Set exercise — Give back the line where "of the foliage" appears and all the lines after it until the listing ends, unchanged and with nothing else.

# # # # # # #

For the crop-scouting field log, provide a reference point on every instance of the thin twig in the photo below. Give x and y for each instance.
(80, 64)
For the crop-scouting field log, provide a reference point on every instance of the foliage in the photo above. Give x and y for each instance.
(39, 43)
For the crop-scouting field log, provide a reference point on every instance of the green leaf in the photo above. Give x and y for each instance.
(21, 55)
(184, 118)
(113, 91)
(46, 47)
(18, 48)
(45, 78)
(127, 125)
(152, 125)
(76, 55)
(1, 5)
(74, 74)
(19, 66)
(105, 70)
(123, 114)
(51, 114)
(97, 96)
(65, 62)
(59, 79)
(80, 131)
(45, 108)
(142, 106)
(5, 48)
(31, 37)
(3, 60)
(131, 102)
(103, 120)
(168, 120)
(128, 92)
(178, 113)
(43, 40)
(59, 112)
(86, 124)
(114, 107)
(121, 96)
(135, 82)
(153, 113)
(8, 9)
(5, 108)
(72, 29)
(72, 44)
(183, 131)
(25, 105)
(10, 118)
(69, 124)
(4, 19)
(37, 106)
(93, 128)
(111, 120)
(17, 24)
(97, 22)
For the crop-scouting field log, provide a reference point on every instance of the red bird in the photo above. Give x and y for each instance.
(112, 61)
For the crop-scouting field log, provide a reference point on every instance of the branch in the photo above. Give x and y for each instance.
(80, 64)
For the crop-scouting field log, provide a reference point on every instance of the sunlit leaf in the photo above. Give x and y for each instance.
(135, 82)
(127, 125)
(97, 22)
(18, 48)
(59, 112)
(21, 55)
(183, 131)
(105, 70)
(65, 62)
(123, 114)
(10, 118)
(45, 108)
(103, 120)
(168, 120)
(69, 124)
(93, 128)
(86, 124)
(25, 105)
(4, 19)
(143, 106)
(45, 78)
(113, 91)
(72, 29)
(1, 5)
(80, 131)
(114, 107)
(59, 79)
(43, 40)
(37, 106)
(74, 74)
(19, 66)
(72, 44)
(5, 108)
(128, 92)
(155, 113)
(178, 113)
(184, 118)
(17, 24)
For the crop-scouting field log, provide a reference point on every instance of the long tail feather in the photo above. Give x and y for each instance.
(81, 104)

# # # # # # #

Output for this task —
For the crop-scouting field log, provide a reference point on every instance of the foliage in the photo above. Give x and y for each instance.
(39, 43)
For the crop-scouting field log, provide a reference point on every instance of the green leaf in the photo above. Give x and y for each instance.
(21, 55)
(184, 118)
(113, 91)
(46, 47)
(18, 48)
(45, 78)
(127, 125)
(152, 125)
(76, 55)
(1, 5)
(74, 74)
(19, 66)
(105, 70)
(123, 114)
(51, 114)
(97, 96)
(65, 62)
(59, 79)
(80, 131)
(45, 108)
(142, 106)
(5, 48)
(31, 37)
(3, 60)
(131, 102)
(103, 120)
(168, 120)
(128, 92)
(178, 113)
(43, 40)
(59, 112)
(86, 124)
(114, 107)
(121, 96)
(135, 82)
(153, 113)
(8, 9)
(5, 108)
(72, 29)
(72, 44)
(183, 131)
(25, 105)
(10, 118)
(69, 124)
(4, 19)
(37, 106)
(93, 128)
(111, 120)
(17, 24)
(97, 22)
For the crop-scouting field log, provide a reference point on every instance of the red bird in the photo above. Give x and y for each instance.
(112, 61)
For the crop-scouting field log, provide a reference point on every instance of the branch in the photo above. Give x and y for each instance.
(80, 64)
For the crop-scouting field log, provide a reference point on every instance of the sunlit leaf in the photo above. Give x and y for each instance.
(135, 82)
(127, 125)
(97, 22)
(18, 48)
(59, 112)
(21, 55)
(183, 131)
(105, 70)
(65, 62)
(123, 114)
(10, 118)
(45, 108)
(103, 120)
(168, 120)
(69, 124)
(93, 128)
(86, 124)
(25, 105)
(4, 19)
(143, 106)
(45, 78)
(113, 91)
(72, 29)
(1, 5)
(80, 131)
(114, 107)
(59, 79)
(43, 40)
(37, 106)
(74, 74)
(19, 66)
(72, 44)
(5, 108)
(128, 92)
(155, 113)
(178, 113)
(184, 118)
(17, 24)
For the crop-scouting field log, provide a reference point on every instance of the long tail feather in the photo above. Give x and y for each instance.
(81, 104)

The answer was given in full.